━━━━━ DATA FOR PROCESSING

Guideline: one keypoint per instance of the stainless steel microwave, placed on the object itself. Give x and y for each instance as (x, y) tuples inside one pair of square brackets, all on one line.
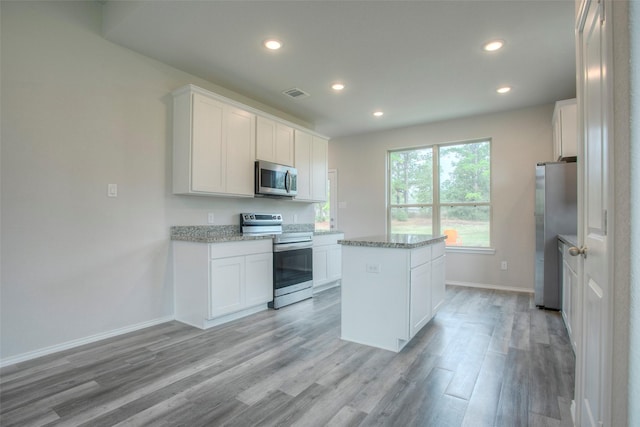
[(276, 180)]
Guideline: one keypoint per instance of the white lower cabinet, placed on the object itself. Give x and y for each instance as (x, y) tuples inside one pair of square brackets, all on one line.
[(389, 294), (218, 282), (437, 276), (327, 261), (570, 293), (420, 297)]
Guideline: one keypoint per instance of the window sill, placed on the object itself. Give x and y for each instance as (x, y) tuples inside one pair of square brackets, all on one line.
[(469, 250)]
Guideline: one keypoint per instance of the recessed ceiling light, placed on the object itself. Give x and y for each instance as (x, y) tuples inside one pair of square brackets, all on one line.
[(272, 44), (493, 45)]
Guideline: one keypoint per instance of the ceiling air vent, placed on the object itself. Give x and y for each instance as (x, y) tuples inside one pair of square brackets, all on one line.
[(296, 93)]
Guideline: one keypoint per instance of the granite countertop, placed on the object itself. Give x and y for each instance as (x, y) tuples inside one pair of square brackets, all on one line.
[(395, 241), (569, 239), (232, 233), (325, 232)]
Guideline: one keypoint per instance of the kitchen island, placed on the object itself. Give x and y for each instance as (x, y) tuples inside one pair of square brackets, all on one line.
[(392, 285)]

━━━━━━━━━━

**TASK PROMPT**
Rewrite the whole listing, replacing "keypoint" with "marker" wherever it occurs and keeping everything else unchanged. Leave the pictures out.

**RESULT FOR THIS EXERCISE**
Guideline: one marker per instance of the stainless steel microwave, placed on the object itself. Give x and y for each instance as (x, y) tuples inside one pair of square brackets, all on one line.
[(276, 180)]
Guideline: one marker per instance of the white lower cabinet, placed on the object itself. Give x and y for each instance as (x, y) tuples inside one pair of square brackets, all on one line.
[(389, 294), (218, 282), (437, 276), (327, 261), (570, 293), (420, 297)]
Guideline: one marker per instance of the window sill, placed on the object itself. Give x and y for each instance as (x, y) tuples inside one pair of square brackets, all on one line.
[(469, 250)]
Guideline: one marker per instance of the recessed ceiling light, placed on the object itself. Give x and y for each instance as (x, y) tuples inside one pair of square brackets, all on one line.
[(272, 44), (493, 45)]
Guideline: one marker per instance of the ceiling air vent, placed on the object itself. Give x and y for each instance as (x, y) tuples inside one pair of square brackets, all on one line.
[(296, 93)]
Guideline: one marker per instance of the granite countertop, placed on the object itself. Give x and y for each instance as (x, y) tuples inside one pair of square brackets, all on one line.
[(395, 241), (569, 239), (232, 233), (325, 232)]
Guideline: one marker per instance of the kitchen island, placed on the object itself. Give x and y for each instance as (x, y) tuples inside one pair of square brackets, all on one line.
[(392, 285)]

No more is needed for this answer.